What the task asks: Can you put each line of the material below into a Markdown table with the columns No. and Text, numbering the rows and leaving out any blank lines?

Entries supplied:
=======
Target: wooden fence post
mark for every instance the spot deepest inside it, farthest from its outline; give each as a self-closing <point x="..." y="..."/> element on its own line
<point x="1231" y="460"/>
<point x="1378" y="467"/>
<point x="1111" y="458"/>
=======
Correct result:
| No. | Text |
|---|---|
| 1 | Target: wooden fence post |
| 2 | mark for every instance the spot deepest inside it, farthest from its outline; give each as a self-closing <point x="..." y="..."/> element on its own line |
| 3 | <point x="1231" y="460"/> |
| 4 | <point x="1378" y="467"/> |
| 5 | <point x="1111" y="458"/> |